--- EXTRACT PROVIDED ---
Salaam was found dead in a Boulder, Colo., park on Monday night. Authorities said there were no signs of foul play.

“The Buff Family has lost an outstanding young man and a great Buff today,” CU athletics director Rick George said in a statement Tuesday. “We are heartbroken for Rashaan and his family and our thoughts and prayers are with them at this very difficult time.”

Salaam was best known in college football for winning the 1994 Heisman Trophy, beating out Penn State running back Ki-Jana Carter, the late Alcorn State quarterback Steve McNair and Penn State quarterback Kerry Collins after a season in which he rushed for 2,055 yards and 24 touchdowns on 7.61 yards per carry. Salaam also claimed the Walter Camp Player of the Year award and the Doak Walker Award as the nation’s top running back after helping the Buffs to a season in which they finished 11-1, beat Notre Dame in the Fiesta Bowl and finished the season ranked No. 3 in the AP poll.

--- PROVIDED RECORDS ---
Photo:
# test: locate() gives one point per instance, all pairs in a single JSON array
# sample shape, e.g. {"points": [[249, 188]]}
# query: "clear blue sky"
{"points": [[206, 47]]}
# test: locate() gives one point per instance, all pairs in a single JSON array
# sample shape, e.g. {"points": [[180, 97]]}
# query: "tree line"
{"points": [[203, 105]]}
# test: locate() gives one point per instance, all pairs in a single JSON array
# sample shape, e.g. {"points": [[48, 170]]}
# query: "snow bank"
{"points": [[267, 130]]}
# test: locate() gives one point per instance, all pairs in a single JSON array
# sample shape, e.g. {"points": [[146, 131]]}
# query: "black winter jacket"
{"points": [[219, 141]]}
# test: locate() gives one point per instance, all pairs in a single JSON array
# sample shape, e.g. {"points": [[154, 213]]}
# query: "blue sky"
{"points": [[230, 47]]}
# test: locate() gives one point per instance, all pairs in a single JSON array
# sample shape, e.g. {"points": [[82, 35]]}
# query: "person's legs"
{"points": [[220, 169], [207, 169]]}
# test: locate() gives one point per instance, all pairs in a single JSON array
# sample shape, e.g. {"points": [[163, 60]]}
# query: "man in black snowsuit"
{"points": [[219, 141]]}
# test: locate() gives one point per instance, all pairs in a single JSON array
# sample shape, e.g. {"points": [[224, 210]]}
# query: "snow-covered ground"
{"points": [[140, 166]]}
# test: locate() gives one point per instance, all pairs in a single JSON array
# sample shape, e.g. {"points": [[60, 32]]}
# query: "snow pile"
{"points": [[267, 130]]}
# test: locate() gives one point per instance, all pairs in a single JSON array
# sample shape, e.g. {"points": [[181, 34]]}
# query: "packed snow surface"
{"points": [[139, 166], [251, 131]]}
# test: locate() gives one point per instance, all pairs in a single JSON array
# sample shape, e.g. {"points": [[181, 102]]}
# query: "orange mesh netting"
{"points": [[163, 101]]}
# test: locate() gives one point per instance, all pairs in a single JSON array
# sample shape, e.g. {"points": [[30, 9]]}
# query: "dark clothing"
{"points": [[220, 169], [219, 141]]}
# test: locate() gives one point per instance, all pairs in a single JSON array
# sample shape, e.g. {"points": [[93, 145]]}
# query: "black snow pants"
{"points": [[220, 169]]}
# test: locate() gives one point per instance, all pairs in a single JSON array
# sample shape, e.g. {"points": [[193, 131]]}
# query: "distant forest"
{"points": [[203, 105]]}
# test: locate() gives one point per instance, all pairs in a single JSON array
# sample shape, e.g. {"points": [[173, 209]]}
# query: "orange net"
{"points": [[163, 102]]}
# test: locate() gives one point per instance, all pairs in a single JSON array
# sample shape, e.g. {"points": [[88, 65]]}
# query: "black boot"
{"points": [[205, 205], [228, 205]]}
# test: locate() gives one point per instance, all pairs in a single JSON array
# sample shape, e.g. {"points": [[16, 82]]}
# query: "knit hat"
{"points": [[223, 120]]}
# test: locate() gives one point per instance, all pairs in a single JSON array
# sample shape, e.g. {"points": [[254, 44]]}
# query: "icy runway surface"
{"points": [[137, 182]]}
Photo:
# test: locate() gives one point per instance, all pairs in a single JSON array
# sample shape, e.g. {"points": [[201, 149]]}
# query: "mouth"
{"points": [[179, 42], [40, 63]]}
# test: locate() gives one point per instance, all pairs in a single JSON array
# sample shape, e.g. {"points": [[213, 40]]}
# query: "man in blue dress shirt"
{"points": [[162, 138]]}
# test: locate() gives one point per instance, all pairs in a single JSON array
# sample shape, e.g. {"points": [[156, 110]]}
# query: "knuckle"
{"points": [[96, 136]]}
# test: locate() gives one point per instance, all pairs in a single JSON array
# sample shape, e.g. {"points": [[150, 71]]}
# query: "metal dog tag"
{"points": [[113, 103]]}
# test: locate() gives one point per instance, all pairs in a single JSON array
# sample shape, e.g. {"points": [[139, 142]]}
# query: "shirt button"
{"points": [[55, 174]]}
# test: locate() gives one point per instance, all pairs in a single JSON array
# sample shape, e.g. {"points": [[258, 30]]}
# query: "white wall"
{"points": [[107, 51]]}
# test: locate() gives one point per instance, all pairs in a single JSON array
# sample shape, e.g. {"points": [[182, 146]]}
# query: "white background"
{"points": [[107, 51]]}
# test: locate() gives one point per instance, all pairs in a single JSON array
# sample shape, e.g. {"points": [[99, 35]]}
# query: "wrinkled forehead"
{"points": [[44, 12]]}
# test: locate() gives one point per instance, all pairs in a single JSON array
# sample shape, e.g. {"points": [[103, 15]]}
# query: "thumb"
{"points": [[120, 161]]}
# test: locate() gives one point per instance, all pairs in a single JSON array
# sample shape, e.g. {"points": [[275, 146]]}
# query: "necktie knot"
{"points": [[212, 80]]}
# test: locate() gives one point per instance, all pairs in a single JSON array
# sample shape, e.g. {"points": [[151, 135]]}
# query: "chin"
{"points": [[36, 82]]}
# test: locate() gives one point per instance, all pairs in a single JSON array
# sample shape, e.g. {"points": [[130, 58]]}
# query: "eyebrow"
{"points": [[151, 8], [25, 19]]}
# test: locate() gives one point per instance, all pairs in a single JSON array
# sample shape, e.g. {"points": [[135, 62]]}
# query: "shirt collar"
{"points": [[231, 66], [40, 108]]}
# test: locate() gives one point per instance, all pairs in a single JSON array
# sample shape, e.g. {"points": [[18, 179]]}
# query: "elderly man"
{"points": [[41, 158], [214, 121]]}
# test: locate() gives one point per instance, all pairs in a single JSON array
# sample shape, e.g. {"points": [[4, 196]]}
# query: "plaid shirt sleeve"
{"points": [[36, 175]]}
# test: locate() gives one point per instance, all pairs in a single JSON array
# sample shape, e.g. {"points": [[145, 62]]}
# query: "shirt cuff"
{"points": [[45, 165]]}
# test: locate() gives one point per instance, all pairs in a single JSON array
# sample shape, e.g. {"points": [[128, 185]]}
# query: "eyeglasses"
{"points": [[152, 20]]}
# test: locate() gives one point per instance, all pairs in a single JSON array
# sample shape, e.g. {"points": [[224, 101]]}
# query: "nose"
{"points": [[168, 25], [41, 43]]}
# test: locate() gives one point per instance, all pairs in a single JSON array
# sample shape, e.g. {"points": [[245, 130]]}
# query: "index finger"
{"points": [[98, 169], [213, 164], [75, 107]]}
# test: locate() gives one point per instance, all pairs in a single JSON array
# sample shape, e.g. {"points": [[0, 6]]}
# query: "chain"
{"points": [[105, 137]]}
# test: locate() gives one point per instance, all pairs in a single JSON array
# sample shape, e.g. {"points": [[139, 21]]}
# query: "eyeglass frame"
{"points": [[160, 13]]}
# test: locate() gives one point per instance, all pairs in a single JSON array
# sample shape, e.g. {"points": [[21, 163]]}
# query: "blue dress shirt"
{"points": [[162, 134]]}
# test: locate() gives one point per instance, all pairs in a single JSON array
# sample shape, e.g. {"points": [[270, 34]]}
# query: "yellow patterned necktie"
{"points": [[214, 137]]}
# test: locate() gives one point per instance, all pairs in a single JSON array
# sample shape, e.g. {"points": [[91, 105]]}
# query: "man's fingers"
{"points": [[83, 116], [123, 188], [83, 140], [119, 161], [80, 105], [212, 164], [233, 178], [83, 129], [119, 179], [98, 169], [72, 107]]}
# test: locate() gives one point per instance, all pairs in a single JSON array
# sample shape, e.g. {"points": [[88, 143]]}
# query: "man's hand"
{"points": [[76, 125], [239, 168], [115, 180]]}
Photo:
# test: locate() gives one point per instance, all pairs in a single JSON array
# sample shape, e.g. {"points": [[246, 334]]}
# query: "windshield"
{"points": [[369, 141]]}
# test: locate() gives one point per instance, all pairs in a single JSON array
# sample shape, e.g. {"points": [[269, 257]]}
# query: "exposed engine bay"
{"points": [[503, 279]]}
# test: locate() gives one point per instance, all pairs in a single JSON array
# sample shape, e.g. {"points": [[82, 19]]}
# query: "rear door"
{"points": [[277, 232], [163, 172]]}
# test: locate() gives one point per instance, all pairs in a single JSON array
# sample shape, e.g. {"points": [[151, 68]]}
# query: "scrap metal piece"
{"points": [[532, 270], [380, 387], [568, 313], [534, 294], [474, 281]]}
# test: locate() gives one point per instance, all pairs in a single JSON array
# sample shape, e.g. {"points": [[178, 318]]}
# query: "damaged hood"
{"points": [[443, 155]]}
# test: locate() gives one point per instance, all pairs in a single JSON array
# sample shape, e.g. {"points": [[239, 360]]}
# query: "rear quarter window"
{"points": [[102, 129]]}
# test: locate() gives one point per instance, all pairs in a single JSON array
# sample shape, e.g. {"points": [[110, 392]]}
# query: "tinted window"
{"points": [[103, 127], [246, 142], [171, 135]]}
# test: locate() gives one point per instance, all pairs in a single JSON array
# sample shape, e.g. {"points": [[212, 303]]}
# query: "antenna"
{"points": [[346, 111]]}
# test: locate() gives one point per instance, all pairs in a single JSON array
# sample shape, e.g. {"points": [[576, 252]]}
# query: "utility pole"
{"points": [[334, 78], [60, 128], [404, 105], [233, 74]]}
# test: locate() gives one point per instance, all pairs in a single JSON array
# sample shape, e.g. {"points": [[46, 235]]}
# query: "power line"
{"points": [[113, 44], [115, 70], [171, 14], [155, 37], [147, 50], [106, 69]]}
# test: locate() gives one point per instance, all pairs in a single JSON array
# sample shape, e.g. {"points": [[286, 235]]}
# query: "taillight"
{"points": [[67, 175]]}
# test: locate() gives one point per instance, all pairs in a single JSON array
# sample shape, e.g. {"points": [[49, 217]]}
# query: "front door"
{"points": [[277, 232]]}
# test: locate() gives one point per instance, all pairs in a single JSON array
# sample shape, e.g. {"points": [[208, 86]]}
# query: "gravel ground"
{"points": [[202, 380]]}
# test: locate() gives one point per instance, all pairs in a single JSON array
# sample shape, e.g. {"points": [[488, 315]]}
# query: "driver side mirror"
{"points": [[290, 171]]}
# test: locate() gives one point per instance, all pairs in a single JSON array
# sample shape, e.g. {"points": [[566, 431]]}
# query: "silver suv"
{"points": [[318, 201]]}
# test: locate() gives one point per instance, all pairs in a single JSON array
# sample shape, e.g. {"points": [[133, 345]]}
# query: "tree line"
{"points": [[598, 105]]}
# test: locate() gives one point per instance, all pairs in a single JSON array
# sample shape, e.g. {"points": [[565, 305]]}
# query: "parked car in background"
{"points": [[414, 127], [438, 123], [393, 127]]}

--- PROBLEMS AND TASKS ---
**1.** Decide whether each statement below agrees with the passage about Rashaan Salaam. Answer yes or no for each, and quote the words of the passage that decide it.
(a) Authorities reported signs of foul play in Salaam's death.
(b) Salaam rushed for 2,055 yards in the season he won the Heisman Trophy.
(c) The Buffs lost to Notre Dame in the Fiesta Bowl.
**2.** According to the passage about Rashaan Salaam, which award did Salaam receive as the nation's top running back?
**3.** Carry on the passage about Rashaan Salaam from the point where it stops.

--- ANSWERS TO THE TASKS ---
**1.**
(a) No: "Authorities said there were no signs of foul play."
(b) Yes: "he rushed for 2,055 yards and 24 touchdowns on 7.61 yards per carry"
(c) No: "beat Notre Dame in the Fiesta Bowl"

**2.** The Doak Walker Award.

**3.**
Salaam was drafted in the first round by the Chicago Bears in the 1995 NFL Draft and became the youngest player in league history to rush for 1,000 yards in a single season. His career fizzled from there, though, as a broken leg derailed his career and his yearly totals dwindled to 496, 112 and later two yards with the expansion Cleveland Browns in 1999. Salaam later tried comeback efforts in the XFL and CFL before calling it quits.

Oddly enough, Salaam is the first Heisman winner in more than half a century to pass away.

“He was very coachable,” former CU coach Bill McCartney said. “He had a happy heart. I loved being around him. He didn’t take himself too seriously, and he always credited those around him, especially his offensive line. What I liked about him is that he had a sparkle in his eye. He was upbeat and positive.”